▸ **OBJECTIVE**: Could you rewrite the listing as a numbered list, starting with its first line and going on through the line containing "x=134, y=55", both included, with blank lines left out and nothing after that point?

+===+

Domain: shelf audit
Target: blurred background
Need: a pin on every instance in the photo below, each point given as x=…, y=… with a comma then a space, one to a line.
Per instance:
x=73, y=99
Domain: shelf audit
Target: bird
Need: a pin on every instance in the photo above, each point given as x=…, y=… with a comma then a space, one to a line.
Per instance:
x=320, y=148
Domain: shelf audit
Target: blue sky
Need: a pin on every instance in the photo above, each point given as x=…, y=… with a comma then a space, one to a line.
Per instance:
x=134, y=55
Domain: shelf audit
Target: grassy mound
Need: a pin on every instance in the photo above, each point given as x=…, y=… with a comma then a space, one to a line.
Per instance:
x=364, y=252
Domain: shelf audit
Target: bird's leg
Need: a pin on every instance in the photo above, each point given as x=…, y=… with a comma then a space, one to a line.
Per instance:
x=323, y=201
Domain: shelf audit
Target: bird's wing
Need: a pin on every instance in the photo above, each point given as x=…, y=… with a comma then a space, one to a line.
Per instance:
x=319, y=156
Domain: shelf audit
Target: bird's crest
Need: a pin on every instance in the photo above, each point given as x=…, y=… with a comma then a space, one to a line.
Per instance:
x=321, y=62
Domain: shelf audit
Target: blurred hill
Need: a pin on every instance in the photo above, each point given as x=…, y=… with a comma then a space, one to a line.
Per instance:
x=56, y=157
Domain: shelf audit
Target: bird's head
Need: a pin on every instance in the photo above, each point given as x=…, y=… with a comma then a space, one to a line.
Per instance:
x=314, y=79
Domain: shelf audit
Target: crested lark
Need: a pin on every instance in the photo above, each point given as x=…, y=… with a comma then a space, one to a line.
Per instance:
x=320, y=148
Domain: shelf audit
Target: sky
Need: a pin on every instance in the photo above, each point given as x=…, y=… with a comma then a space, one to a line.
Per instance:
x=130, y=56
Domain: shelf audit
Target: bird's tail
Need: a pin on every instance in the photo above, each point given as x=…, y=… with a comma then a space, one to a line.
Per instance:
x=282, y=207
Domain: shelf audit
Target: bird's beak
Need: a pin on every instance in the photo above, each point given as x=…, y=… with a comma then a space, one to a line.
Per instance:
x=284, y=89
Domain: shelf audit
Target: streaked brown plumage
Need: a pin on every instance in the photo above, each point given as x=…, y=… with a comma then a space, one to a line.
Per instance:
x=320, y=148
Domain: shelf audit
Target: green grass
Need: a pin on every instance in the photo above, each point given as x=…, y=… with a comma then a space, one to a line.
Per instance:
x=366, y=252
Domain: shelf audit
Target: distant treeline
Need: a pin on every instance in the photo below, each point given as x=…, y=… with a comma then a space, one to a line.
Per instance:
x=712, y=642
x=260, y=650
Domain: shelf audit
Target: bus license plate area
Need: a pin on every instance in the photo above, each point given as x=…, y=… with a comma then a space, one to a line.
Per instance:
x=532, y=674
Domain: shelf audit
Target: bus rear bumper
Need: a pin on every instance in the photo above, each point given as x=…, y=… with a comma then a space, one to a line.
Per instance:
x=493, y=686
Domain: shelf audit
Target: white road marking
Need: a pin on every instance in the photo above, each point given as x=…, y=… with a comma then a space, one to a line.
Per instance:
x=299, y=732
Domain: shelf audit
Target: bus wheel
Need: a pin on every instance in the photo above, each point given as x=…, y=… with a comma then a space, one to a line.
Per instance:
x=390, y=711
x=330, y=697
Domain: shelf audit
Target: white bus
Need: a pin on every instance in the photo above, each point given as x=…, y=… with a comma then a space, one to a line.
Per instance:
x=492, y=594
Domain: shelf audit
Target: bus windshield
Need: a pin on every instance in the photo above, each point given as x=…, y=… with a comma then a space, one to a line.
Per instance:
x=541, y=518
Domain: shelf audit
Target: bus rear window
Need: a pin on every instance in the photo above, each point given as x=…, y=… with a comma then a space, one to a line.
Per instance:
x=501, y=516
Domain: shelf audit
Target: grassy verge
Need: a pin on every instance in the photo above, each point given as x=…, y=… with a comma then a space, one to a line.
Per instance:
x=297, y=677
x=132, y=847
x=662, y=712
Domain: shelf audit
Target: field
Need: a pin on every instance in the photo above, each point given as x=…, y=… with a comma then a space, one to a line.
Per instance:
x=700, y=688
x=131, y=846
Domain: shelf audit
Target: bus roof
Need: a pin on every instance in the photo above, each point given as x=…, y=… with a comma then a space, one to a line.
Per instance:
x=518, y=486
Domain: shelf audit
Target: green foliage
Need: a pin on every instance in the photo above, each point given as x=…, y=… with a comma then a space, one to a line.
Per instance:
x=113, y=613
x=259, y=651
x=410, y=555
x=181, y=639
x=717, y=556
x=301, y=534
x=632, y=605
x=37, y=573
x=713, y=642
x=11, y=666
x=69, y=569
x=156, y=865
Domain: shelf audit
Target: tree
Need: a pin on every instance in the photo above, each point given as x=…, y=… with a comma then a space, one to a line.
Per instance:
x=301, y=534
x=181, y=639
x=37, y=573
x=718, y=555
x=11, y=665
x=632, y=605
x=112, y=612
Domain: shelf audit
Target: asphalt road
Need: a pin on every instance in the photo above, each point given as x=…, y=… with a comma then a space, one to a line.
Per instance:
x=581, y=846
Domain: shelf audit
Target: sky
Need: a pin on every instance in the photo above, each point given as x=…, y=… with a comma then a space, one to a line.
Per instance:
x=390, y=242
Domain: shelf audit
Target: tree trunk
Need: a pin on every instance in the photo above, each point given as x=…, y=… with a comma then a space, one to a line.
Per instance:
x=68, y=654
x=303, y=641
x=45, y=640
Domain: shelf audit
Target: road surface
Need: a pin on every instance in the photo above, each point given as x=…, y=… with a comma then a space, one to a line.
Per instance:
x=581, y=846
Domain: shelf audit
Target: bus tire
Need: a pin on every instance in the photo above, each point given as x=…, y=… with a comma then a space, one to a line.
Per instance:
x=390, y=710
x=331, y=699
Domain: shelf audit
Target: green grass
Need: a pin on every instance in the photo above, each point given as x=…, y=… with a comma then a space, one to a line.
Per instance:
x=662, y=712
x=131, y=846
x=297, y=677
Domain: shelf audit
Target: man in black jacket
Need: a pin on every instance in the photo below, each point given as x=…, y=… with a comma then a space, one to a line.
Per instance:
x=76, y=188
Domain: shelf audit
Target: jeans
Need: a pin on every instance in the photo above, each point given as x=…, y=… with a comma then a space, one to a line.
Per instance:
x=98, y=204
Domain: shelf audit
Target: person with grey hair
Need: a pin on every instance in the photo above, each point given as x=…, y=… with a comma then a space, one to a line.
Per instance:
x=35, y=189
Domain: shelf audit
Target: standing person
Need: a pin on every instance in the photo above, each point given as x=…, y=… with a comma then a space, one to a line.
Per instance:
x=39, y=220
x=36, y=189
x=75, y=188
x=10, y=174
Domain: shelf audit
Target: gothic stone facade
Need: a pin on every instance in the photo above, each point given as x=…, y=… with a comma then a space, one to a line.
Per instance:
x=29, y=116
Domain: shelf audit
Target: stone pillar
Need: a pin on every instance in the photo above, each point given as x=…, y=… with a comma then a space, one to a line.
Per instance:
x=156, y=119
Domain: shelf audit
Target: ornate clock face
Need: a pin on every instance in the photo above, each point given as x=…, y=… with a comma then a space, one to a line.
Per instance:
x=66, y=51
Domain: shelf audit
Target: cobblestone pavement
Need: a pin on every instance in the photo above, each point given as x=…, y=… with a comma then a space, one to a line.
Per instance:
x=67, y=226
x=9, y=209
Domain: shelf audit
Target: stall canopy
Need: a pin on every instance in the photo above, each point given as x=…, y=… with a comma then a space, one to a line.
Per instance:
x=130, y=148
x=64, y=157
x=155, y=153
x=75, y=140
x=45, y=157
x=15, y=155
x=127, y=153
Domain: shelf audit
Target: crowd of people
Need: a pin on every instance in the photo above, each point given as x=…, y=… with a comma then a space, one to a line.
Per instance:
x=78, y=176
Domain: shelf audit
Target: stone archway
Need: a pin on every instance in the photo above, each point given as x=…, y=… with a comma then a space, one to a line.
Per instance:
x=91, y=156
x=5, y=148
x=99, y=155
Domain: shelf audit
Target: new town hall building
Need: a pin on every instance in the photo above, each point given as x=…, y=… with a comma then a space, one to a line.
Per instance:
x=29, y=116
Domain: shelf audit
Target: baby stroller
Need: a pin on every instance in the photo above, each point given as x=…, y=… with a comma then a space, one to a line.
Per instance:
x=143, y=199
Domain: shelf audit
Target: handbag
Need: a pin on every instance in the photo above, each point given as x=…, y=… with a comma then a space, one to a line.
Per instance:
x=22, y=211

+===+

▸ **ANSWER TO THE TASK**:
1. Domain: shelf audit
2. Target: blurred background
3. Need: a pin on every instance in the photo below, each point given as x=…, y=… with a comma then a space, one to a line.
4. Per instance:
5. x=73, y=99
6. Domain: shelf audit
7. Target: bird
8. Need: a pin on every instance in the photo above, each point given as x=…, y=… with a comma then a space, one to a line.
9. Per instance:
10. x=320, y=148
11. Domain: shelf audit
12. Target: blue sky
13. Need: a pin on every instance in the photo above, each point given as x=…, y=… with a comma then a space, one to a line.
14. Per instance:
15. x=134, y=55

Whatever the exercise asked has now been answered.